Vorliegender Text —
Verbundene Rechtssachen C‑885/19 P und C‑898/19 P

Fiat Chrysler Finance Europe

gegen

Europäische Kommission

Urteil des Gerichtshofs (Große Kammer) vom 8. November 2022

„Rechtsmittel – Staatliche Beihilfen – Beihilfe des Großherzogtums Luxemburg – Beschluss, mit dem die Beihilfe für mit dem Binnenmarkt unvereinbar und rechtswidrig erklärt und ihre Rückforderung angeordnet wird – Steuervorbescheid (‚tax ruling‘) – Vorteil – Selektiver Charakter – Fremdvergleichsgrundsatz – Bezugsrahmen – Anwendbares nationales Recht – ‚Normale‘ Besteuerung“

  1. Rechtsmittel – Gründe – Erfordernis einer konkreten Kritik an einem Bestandteil der Argumentation des Gerichts

    (Art. 256 Abs. 1 AEUV; Satzung des Gerichtshofs, Art. 58 Abs. 1; Verfahrensordnung des Gerichtshofs, Art. 168 Abs. 1 Buchst. d und Art. 169 Abs. 2)

(Gespeicherte Einträge)
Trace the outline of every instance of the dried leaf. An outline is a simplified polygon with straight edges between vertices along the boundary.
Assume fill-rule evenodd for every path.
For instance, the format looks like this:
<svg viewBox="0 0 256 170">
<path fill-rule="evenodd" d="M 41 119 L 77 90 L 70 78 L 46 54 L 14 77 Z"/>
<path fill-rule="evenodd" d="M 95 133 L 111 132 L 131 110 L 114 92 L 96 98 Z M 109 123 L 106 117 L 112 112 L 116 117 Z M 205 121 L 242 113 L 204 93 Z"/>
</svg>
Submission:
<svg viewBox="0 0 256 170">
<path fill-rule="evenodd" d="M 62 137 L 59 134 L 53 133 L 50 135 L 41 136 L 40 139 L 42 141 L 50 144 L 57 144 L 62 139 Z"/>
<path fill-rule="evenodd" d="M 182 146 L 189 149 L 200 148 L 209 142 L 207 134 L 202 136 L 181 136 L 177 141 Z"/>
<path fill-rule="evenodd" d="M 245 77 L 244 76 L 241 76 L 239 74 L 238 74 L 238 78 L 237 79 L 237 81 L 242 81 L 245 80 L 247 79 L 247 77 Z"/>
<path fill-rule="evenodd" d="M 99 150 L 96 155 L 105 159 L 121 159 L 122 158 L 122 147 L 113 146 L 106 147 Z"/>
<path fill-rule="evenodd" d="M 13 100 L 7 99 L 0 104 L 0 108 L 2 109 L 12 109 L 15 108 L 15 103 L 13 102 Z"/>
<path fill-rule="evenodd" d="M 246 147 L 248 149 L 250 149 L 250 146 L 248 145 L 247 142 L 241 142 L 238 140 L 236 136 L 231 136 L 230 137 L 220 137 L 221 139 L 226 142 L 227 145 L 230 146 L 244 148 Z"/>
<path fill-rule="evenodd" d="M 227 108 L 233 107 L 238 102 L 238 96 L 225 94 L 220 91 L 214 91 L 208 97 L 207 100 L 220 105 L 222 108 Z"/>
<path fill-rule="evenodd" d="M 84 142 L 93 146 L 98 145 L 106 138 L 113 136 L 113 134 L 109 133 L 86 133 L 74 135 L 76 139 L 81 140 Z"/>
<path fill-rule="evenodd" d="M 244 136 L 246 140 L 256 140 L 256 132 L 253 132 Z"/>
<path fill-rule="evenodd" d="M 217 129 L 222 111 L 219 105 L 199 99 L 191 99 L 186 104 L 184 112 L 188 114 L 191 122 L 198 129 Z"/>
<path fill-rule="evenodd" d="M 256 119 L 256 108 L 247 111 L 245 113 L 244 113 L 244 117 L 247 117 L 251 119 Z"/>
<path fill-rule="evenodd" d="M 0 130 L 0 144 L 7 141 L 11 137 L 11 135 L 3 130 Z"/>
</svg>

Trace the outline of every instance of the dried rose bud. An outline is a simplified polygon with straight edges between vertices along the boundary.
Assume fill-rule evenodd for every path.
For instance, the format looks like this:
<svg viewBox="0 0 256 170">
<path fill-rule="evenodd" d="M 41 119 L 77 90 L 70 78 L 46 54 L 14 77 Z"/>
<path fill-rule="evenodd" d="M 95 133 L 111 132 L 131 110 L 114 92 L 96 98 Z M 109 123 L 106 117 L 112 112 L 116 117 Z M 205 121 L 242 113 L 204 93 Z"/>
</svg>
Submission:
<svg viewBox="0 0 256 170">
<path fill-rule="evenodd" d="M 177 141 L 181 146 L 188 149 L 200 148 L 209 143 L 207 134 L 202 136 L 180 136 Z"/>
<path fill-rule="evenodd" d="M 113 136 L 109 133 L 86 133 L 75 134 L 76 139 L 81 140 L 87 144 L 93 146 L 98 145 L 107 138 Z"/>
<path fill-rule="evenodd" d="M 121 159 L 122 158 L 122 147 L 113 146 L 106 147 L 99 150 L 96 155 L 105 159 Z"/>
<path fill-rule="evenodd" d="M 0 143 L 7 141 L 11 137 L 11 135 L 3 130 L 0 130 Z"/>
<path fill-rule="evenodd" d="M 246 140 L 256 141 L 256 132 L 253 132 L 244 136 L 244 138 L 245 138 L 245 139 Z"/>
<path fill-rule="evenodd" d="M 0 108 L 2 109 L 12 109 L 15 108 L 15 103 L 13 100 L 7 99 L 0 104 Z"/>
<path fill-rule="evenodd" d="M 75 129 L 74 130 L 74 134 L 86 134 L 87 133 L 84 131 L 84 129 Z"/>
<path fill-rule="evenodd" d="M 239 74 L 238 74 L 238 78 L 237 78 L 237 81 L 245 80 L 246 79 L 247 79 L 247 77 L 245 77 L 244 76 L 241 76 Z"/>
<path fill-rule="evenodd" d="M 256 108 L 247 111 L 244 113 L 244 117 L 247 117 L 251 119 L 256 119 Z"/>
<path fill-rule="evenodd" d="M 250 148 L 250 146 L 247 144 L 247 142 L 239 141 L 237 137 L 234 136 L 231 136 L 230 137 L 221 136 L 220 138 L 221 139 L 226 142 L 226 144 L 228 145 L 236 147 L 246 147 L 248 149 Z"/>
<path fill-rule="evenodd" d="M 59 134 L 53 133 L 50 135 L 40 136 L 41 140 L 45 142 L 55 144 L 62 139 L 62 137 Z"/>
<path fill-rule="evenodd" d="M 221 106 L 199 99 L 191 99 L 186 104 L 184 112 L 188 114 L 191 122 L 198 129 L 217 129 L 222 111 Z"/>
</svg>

Arbeitsaufträge —
1. An welchem Datum erging laut dem Urteilsauszug das Urteil des Gerichtshofs?
2. Geben Sie aus dem Urteilsauszug die Passage wieder, die bei den Worten „(Art. 256 Abs. 1 AEUV;“ beginnt, und hören Sie nach den Worten „und Art. 169 Abs. 2)“ auf.
Für die Bearbeitung ist allein der Urteilsauszug heranzuziehen.

Vollständige Lösungen —
1. Am 8. November 2022.

2.
(Art. 256 Abs. 1 AEUV; Satzung des Gerichtshofs, Art. 58 Abs. 1; Verfahrensordnung des Gerichtshofs, Art. 168 Abs. 1 Buchst. d und Art. 169 Abs. 2)